» Исходный текст:
┏━━

Неоконченный поиск. Интеллектуальная автобиография - Поппер Карл Раймунд - Страница 20
- Предыдущая
- 20/67
- Следующая
Я попытался дать достаточно ясное представление о различиях между этими двумя теориями музыки, объективистской и субъективистской, и соотнести их с двумя типами музыки — Баха и Бетховена, — которые мне казались такими разными в то время, хотя я любил их обоих.
Различение между объективным и субъективным взглядами на творения человека было очень важным для меня; и я могу сказать, что оно окрасило мои воззрения на мир и на жизнь уже с тех пор, когда мне исполнилось 17 или 18 лет.

┗━━

» Список записей:
┏━━

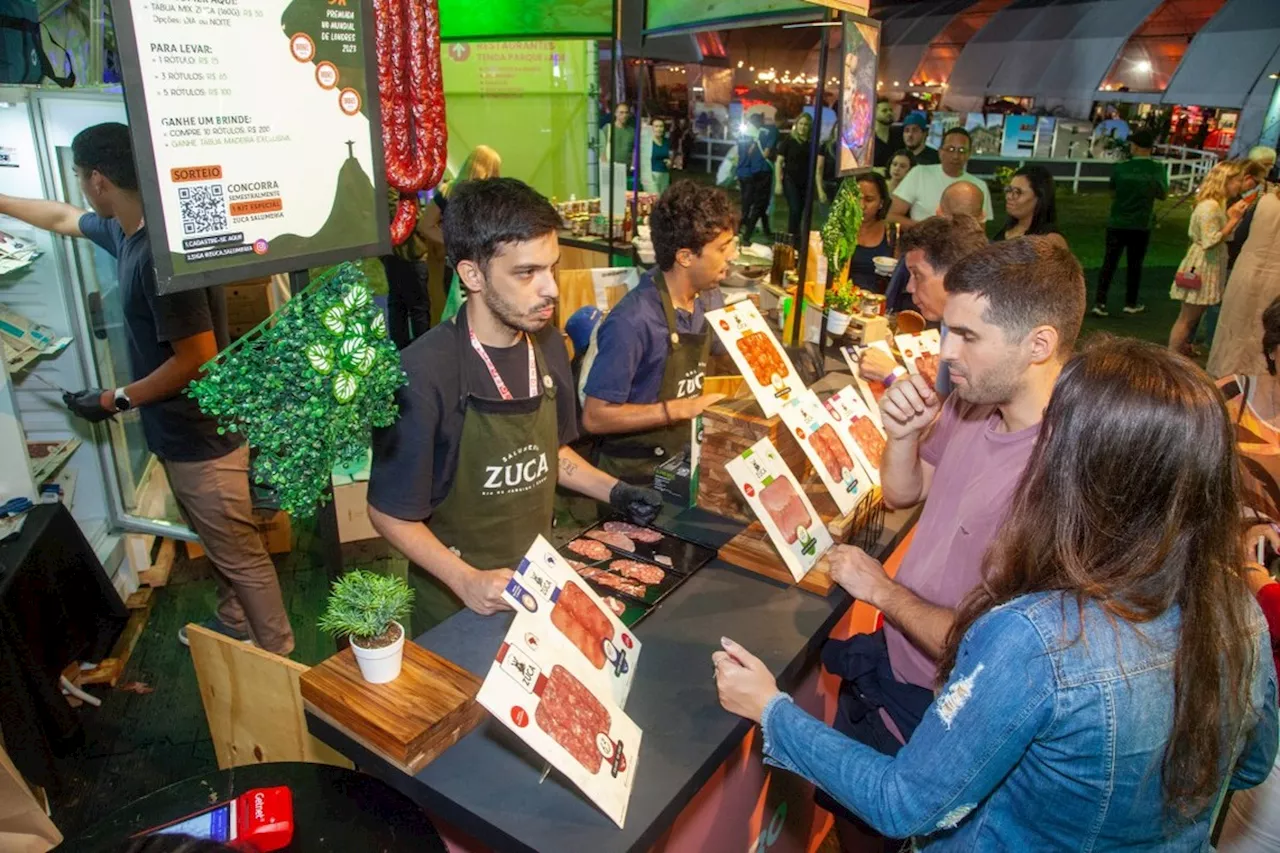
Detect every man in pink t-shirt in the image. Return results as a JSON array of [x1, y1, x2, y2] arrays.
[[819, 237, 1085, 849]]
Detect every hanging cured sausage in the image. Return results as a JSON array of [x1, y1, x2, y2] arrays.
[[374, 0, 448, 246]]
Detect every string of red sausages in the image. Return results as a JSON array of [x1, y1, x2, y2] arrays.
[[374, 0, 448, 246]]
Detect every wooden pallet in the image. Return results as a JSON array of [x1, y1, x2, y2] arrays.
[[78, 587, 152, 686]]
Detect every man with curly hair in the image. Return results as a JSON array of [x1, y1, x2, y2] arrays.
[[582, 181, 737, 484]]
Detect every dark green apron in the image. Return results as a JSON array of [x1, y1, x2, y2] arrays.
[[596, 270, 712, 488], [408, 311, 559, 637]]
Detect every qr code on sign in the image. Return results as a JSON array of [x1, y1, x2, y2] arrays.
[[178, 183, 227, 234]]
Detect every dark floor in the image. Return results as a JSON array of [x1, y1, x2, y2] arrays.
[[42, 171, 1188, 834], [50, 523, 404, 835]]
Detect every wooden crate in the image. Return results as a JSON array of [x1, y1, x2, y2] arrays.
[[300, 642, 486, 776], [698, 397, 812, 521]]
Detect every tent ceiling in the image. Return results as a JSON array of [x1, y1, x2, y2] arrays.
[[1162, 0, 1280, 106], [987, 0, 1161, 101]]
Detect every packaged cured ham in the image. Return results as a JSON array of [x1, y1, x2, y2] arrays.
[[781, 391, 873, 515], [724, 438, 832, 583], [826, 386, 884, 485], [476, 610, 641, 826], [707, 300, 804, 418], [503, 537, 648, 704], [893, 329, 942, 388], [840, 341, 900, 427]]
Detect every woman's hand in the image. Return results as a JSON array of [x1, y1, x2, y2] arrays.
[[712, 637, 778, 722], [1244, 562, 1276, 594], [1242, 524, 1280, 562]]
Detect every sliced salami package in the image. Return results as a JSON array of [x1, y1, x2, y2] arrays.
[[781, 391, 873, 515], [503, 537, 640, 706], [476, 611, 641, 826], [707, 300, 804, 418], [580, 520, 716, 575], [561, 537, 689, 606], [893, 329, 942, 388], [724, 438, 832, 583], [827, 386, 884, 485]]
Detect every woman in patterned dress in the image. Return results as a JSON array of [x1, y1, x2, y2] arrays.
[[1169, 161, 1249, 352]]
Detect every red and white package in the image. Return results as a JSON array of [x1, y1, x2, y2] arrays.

┗━━

» Условия задания:
A. Выведите из исходного текста всё, начиная со слов «Различение между объективным» и вниз до слов «или 18 лет.».
B. С какого возраста, согласно исходному тексту, различение объективного и субъективного взглядов на творения человека окрасило воззрения автора на мир и на жизнь?

» Ответы:
A.
Различение между объективным и субъективным взглядами на творения человека было очень важным для меня; и я могу сказать, что оно окрасило мои воззрения на мир и на жизнь уже с тех пор, когда мне исполнилось 17 или 18 лет.

B. С 17 или 18 лет.